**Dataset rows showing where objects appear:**
[START]
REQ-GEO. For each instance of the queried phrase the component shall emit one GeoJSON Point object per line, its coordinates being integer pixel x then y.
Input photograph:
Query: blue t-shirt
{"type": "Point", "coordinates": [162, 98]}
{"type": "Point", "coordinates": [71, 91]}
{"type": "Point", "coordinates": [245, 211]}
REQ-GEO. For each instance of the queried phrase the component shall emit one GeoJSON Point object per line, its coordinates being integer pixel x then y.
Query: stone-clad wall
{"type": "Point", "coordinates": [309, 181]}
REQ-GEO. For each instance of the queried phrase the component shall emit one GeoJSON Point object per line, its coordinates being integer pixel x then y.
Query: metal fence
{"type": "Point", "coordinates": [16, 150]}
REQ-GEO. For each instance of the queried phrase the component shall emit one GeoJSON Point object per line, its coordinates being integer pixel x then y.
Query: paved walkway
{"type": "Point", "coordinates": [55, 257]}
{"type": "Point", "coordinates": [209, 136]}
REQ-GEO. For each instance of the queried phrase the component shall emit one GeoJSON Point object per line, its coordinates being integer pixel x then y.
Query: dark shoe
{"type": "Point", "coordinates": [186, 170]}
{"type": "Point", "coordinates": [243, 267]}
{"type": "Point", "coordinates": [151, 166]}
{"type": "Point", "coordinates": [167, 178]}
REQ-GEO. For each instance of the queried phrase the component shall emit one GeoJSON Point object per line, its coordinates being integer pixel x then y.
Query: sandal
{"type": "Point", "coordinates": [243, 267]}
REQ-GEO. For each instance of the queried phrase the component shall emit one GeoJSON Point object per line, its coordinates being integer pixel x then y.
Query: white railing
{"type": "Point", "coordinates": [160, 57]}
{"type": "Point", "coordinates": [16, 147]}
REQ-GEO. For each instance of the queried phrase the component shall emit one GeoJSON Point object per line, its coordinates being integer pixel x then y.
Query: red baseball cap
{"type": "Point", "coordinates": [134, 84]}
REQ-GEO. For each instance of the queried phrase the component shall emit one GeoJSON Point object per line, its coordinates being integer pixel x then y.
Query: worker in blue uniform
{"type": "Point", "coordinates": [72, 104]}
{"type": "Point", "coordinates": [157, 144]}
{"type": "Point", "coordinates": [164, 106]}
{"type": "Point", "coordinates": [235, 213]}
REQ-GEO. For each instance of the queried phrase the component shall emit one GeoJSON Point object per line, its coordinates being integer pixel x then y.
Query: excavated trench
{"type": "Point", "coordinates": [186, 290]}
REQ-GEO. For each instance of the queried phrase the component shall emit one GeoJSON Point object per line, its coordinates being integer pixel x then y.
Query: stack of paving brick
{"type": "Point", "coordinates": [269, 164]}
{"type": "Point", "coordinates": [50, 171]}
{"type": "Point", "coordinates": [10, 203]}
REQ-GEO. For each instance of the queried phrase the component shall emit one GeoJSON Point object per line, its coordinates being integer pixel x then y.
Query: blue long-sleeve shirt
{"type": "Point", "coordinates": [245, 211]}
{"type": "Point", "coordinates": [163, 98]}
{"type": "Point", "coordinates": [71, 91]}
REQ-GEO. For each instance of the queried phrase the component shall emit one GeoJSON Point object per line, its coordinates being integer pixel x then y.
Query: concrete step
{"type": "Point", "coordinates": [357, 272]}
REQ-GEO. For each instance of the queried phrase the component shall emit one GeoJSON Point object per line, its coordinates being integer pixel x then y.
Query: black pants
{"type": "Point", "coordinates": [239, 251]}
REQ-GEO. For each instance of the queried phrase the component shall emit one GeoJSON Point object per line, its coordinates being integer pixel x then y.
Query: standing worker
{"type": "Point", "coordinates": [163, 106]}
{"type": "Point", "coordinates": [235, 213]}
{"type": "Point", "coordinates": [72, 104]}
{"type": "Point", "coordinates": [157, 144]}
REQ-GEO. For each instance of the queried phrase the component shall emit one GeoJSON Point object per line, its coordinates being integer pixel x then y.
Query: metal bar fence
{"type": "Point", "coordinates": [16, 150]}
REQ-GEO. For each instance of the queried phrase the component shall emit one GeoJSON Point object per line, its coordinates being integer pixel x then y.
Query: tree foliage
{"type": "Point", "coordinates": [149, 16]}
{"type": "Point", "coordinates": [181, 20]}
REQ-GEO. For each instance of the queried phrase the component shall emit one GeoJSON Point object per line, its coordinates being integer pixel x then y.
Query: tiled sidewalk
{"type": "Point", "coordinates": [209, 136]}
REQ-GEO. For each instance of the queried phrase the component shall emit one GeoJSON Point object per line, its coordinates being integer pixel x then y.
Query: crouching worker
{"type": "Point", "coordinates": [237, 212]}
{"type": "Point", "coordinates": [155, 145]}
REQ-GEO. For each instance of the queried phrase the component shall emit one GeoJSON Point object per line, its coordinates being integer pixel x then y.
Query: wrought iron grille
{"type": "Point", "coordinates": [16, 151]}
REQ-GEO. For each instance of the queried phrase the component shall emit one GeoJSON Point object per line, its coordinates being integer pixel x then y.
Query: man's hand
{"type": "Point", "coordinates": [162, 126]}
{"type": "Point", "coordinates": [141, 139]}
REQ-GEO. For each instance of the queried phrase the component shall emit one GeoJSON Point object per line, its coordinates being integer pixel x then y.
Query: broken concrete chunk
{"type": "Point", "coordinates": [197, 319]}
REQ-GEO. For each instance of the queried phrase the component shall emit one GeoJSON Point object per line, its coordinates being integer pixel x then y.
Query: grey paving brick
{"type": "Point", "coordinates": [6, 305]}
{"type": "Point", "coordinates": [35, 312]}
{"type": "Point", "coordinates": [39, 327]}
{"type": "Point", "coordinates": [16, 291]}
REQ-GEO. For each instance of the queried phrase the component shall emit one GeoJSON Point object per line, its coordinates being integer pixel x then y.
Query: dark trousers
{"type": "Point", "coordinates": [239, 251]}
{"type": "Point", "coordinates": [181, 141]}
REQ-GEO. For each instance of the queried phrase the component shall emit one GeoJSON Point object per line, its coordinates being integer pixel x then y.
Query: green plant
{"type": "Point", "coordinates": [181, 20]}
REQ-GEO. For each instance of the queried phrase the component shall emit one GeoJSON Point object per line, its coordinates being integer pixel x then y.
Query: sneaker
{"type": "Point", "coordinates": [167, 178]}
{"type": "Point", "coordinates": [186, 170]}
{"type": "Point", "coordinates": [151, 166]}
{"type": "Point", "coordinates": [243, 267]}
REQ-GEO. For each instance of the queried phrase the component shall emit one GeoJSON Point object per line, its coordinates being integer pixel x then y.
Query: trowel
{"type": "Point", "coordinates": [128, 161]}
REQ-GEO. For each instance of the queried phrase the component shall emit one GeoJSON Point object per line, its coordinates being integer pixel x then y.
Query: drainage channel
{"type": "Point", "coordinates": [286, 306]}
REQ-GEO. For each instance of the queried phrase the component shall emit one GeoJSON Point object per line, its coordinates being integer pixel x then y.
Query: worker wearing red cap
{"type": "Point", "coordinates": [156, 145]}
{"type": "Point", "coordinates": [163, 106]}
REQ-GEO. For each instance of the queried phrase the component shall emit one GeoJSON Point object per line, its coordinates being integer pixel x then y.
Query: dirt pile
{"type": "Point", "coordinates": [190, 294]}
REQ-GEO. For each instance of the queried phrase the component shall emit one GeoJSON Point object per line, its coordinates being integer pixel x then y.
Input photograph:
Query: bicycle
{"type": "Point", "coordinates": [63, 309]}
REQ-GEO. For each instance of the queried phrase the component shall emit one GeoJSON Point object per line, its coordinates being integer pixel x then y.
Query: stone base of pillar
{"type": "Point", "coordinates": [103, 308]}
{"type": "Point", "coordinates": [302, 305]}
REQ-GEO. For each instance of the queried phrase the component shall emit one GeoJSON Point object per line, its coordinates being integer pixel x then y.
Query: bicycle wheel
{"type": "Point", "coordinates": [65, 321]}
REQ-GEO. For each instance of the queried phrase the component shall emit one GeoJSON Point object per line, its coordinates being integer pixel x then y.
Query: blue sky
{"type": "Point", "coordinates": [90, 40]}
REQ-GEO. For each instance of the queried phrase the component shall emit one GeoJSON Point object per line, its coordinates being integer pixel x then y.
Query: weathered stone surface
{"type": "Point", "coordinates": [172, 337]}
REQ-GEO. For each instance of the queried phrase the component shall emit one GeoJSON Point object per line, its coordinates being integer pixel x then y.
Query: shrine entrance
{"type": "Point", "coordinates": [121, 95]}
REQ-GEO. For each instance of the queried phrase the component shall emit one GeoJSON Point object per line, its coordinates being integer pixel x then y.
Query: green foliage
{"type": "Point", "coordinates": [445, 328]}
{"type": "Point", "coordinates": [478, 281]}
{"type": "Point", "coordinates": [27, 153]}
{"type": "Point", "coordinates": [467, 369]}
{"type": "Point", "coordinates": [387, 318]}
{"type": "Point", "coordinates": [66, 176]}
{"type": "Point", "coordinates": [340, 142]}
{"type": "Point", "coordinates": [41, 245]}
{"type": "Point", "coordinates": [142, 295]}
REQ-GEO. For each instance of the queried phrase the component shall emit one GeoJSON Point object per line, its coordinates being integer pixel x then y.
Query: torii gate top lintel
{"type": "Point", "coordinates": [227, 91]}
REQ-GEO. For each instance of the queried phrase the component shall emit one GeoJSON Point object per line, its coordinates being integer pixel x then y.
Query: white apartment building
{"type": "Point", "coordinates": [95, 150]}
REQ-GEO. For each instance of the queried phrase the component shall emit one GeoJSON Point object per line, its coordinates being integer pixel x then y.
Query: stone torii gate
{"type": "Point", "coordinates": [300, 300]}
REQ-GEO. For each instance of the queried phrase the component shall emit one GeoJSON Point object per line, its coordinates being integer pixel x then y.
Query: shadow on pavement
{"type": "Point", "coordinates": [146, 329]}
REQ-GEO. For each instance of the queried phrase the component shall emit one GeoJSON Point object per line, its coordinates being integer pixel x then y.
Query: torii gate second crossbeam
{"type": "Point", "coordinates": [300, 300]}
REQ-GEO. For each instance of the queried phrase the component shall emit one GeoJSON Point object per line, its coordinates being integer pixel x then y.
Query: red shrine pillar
[END]
**Work to complete:**
List every line in the items above that contains the word "blue", matching case exactly.

**Solution:**
Query: blue t-shirt
Query: worker in blue uniform
Query: blue long-sleeve shirt
Query: blue sky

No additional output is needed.